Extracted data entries
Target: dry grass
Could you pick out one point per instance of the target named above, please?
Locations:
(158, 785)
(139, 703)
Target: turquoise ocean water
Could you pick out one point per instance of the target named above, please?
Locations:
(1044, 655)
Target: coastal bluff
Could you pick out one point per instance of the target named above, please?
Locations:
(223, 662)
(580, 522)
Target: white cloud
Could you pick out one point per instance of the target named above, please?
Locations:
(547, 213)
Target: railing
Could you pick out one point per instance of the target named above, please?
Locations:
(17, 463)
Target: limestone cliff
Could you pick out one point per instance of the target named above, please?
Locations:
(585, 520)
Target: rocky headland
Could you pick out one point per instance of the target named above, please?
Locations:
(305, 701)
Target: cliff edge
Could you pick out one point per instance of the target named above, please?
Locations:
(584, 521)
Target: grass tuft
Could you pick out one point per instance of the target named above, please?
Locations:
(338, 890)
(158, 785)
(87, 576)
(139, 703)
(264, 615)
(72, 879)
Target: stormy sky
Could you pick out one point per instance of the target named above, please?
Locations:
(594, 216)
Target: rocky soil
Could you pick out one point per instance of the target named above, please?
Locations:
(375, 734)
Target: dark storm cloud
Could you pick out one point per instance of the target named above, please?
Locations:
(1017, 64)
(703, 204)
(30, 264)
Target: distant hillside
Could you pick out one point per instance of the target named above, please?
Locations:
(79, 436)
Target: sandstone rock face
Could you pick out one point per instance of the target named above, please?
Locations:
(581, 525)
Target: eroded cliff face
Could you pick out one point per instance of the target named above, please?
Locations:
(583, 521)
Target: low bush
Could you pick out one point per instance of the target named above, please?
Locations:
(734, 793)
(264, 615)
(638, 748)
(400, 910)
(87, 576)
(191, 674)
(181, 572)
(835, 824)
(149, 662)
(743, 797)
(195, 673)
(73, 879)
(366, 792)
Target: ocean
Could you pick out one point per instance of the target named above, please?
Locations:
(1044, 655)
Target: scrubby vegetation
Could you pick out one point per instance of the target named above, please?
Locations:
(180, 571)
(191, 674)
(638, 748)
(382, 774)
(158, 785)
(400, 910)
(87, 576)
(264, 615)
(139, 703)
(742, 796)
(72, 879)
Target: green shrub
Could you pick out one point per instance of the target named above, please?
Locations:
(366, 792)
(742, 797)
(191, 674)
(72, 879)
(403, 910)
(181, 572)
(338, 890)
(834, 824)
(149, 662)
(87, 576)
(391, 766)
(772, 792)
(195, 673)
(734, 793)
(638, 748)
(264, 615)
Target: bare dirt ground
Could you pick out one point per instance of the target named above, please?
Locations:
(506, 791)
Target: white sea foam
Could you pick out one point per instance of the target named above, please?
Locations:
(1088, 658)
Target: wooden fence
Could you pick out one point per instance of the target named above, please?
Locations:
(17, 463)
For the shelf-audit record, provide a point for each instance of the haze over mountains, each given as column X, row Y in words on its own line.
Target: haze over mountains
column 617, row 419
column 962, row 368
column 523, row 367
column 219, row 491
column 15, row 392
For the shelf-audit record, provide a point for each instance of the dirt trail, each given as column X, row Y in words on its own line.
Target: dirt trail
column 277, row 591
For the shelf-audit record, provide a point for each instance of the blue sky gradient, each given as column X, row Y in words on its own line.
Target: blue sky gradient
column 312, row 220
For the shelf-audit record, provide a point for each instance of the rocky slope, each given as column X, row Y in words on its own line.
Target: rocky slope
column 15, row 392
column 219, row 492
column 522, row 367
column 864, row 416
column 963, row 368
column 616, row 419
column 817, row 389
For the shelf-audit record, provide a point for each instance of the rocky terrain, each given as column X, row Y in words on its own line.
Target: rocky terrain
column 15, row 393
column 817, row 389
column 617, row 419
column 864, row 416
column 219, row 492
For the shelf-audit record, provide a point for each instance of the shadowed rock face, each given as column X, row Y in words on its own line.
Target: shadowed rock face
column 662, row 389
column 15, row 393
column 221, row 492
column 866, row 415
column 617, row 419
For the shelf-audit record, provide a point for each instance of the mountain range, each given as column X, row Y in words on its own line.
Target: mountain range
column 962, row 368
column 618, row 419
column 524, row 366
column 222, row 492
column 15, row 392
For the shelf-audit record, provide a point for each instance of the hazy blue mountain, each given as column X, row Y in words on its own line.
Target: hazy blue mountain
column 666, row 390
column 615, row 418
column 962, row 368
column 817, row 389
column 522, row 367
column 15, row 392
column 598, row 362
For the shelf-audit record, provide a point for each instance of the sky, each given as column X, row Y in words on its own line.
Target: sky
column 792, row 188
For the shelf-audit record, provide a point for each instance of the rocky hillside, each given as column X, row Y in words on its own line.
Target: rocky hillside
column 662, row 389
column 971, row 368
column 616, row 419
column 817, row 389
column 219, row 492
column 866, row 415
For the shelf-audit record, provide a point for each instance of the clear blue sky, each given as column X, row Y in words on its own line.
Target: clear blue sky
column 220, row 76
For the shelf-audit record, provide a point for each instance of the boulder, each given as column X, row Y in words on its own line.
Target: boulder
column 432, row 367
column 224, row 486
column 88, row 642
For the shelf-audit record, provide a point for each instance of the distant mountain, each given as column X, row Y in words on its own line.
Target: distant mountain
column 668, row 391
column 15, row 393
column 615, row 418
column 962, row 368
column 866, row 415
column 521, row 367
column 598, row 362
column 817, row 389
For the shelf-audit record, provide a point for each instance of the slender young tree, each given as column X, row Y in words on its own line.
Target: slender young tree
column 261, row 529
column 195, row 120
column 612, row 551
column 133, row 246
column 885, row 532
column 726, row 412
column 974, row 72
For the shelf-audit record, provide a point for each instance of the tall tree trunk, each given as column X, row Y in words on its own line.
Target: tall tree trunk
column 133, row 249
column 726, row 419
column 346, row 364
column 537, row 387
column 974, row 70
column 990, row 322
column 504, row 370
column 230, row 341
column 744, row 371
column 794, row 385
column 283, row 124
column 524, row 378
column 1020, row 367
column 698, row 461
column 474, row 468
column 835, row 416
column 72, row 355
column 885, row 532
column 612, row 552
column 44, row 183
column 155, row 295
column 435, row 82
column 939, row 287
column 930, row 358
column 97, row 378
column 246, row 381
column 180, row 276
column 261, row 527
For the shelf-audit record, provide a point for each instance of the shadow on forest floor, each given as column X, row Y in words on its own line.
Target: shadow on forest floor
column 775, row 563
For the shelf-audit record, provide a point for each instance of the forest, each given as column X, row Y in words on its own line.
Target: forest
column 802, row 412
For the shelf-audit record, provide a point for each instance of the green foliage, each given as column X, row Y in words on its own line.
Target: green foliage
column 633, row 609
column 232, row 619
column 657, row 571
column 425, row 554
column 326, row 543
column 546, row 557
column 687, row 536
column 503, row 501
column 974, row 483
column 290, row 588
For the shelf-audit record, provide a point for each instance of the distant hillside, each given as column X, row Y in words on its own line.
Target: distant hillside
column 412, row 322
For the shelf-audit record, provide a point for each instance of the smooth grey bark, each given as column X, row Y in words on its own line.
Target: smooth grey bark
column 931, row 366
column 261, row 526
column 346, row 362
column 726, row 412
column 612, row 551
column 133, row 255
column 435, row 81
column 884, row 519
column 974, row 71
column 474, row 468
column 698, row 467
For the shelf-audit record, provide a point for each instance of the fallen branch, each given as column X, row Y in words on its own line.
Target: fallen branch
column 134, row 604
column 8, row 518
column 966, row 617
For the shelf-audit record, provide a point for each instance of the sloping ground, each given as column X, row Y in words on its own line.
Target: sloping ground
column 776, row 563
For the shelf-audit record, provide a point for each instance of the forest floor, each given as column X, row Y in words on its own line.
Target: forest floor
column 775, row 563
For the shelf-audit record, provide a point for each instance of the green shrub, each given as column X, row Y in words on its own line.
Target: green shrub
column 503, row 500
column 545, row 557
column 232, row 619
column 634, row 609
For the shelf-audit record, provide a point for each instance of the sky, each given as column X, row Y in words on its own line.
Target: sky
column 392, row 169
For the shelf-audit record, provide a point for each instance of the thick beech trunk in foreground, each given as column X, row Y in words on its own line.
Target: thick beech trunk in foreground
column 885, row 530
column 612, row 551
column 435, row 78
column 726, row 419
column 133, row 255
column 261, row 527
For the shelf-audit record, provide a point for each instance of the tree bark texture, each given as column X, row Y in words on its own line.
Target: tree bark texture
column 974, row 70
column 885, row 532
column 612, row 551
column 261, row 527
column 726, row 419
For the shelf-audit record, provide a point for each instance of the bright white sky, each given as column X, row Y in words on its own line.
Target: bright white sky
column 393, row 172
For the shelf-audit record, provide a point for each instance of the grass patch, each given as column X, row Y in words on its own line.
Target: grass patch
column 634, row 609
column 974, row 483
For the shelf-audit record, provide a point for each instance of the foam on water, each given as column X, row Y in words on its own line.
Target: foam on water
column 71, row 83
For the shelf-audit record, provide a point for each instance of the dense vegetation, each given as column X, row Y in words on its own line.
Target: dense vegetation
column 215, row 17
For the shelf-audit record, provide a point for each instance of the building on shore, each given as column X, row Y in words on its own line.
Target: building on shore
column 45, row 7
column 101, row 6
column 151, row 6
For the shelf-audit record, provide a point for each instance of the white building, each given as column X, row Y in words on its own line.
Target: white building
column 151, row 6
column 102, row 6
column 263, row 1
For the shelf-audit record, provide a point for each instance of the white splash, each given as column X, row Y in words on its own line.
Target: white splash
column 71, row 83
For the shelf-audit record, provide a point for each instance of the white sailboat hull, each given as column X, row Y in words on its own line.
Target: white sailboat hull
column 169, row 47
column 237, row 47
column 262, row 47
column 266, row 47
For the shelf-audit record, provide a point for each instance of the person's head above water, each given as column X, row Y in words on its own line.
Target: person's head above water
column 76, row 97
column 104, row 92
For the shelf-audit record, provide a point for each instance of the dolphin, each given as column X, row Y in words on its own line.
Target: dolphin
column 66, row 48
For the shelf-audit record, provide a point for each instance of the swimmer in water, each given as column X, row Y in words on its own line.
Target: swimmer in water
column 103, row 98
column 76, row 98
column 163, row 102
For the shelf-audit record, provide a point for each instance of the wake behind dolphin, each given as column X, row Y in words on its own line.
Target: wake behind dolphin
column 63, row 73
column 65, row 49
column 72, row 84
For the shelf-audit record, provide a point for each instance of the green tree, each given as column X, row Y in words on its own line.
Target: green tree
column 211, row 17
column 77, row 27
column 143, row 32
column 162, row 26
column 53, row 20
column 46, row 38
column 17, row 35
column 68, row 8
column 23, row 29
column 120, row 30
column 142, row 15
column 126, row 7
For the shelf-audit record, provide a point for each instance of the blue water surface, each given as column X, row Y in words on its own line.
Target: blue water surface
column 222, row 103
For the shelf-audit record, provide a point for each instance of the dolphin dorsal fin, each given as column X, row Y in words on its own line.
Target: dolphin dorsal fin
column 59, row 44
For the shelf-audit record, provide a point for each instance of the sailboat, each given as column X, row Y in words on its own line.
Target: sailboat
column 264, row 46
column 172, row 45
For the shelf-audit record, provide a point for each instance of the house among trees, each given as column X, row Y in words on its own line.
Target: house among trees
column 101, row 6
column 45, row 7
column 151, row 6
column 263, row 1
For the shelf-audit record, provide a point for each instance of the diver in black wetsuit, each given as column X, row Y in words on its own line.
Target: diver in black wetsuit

> _Exercise objective_
From the line holding "the blue water" through the last line above, reproduce each line exactly and add nothing.

> _Finished answer_
For the shelf-audit record, provide a point for each instance of the blue water surface, each given as column X, row Y in words on its own line.
Target: blue water surface
column 222, row 103
For the shelf-audit record, provide a point for each instance of the dolphin dorsal fin, each given as column X, row Y in words on its own line.
Target: dolphin dorsal fin
column 59, row 44
For the shelf-audit record, provide a point for each instance of the sailboat, each given as column X, row Y in words on its own line.
Target: sailboat
column 264, row 46
column 172, row 45
For the shelf-audit record, provide a point for each instance of the house among trees, each given as column X, row Y in words on its own line.
Target: house among trees
column 101, row 6
column 45, row 7
column 151, row 6
column 263, row 1
For the shelf-audit record, provide a point for each instance of the diver in black wetsuit, each given as column X, row Y in words on its own line.
Target: diver in black wetsuit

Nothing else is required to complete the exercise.